Les
récents échanges entre le ministre russe des Affaires étrangères,
Lavrov, et le secrétaire d’État, Kerry, ont fait avancer les choses. Les
Etats-Unis ne voulaient pas,
jusqu’à présent, accepter un véritable cessez-le-feu en Syrie. Ils
préféraient l’accord moins contraignant de « cessation des hostilités ».
Cela a changé. Les Etats-Unis ont, pour la première fois, accepté
d’aller vers un cessez-le-feu complet entre leurs forces par
procuration en Syrie et le gouvernement syrien et ses alliés.
Mardi
après l’entretien, Kerry a déclaré à la presse :
Nous pensons qu’aujourd’hui nous avons fait des progrès significatifs, et je vais vous dire précisément en quoi :
Tout
d’abord, nous nous sommes engagés à transformer la cessation des
hostilités en un cessez-le-feu global. Et nous nous sommes engagés à
utiliser notre influence pour que les camps impliqués dans la cessation
des hostilités, s’y conforment.
Deuxièmement, nous avons
convenu que si un camp montrait des signes persistants de refus de s’y
plier, les forces d’intervention pourraient en référer aux ministres du
Groupe de soutien international à la Syrie (ISSG), ou aux personnes
désignées par ces ministres, pour prendre les mesures nécessaires qui
pourraient aller jusqu’à l’exclusion de ces groupes des accords de
cessation des hostilités. En langage clair, cela signifie que s’ils
persévèrent dans leur double-jeu en continuant de vouloir faire partie
du groupe qui a accepté la cessation des hostilités sans la respecter,
ils pourraient en être exclus immédiatement.
Ces derniers mots
sont principalement dirigées contre Ahrar al Sham qui n’a jamais signé
l’accord de cessation, mais a prétendu en faire partie, tout en
continuant ses attaques contre les forces du gouvernement syrien et les
civils syriens. Kerry s’est rallié au point de vue russe qui considère
qu’Ahrar se conduit comme un groupe terroriste et qu’il doit être
éradiqué.
Quatrièmement, nous appelons tous les partis à cesser
les hostilités et à se dissocier physiquement et politiquement de Daesh
et d’al-Nusrah et d’appuyer les efforts renouvelés des États-Unis et de
la Russie pour développer une compréhension commune de la menace posée
et de la surface du territoire contrôlé par Daesh et al-Nusrah, et pour
mettre au point des méthodes permettant d’en finir avec les groupes
terroristes.
Kerry s’était déjà rallié à cette position sur
al-Qaïda et l’État islamique dans des négociations antérieures, mais,
par la suite, il était revenu en arrière sous prétexte que
« s’interposer » entre al-Qaïda et les « rebelles modérés » rendait la
lutte contre Al-Qaïda presque impossible. Il a renoncé à cet argument douteux.
Les Etats-Unis sont maintenant d’accord pour que la Russie et le
gouvernement syrien combattent al-Qaïda et pour considérer que, si
d’autres groupes se trouvent assez près pour recevoir des coups, ils ne
pourront s’en prendre qu’a eux-mêmes.

──────

* [CONSIGNE 1]
Dans les enregistrements, recopiez tout ce qui va de la ligne contenant « Exercise. Put one point on each instance of the tree » jusqu'à celle contenant « (1273, 459) » incluse, en substituant « palm leaves » à « tree foliage » partout, sans rien modifier d'autre.
Le texte et les enregistrements n'ont aucun lien entre eux.

* [JEU DE DONNÉES]
──────

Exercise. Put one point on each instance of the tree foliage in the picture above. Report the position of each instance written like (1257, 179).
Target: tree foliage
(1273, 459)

──────

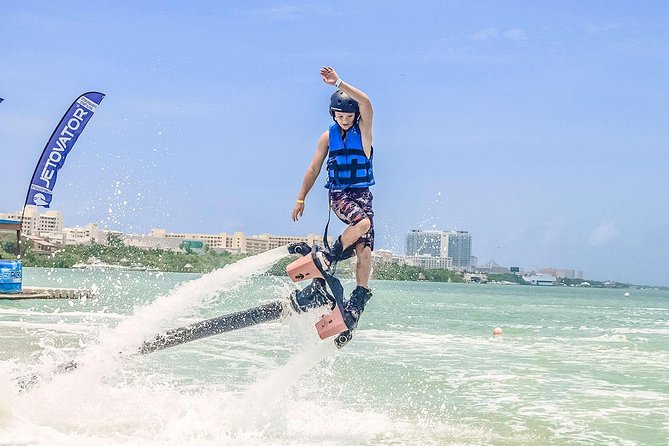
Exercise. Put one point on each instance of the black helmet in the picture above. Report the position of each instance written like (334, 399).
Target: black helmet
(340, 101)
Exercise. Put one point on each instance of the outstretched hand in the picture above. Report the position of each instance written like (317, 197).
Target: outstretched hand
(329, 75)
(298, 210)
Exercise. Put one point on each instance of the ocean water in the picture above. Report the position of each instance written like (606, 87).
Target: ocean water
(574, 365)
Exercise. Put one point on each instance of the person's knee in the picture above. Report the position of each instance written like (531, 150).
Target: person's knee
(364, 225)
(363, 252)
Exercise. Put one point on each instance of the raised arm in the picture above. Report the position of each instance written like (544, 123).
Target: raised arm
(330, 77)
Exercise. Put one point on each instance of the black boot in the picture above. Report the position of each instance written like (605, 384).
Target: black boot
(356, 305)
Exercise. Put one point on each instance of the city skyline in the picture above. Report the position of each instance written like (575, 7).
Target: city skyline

──────

* [CONSIGNE 2]
Relevez tous les noms de groupes armés mentionnés dans le texte sur le cessez-le-feu en Syrie.

* [SOLUTION RÉDIGÉE 1]
Exercise. Put one point on each instance of the palm leaves in the picture above. Report the position of each instance written like (1257, 179).
Target: palm leaves
(1273, 459)

* [SOLUTION RÉDIGÉE 2]
Ahrar al Sham, Daesh, al-Nusrah, al-Qaïda, État islamique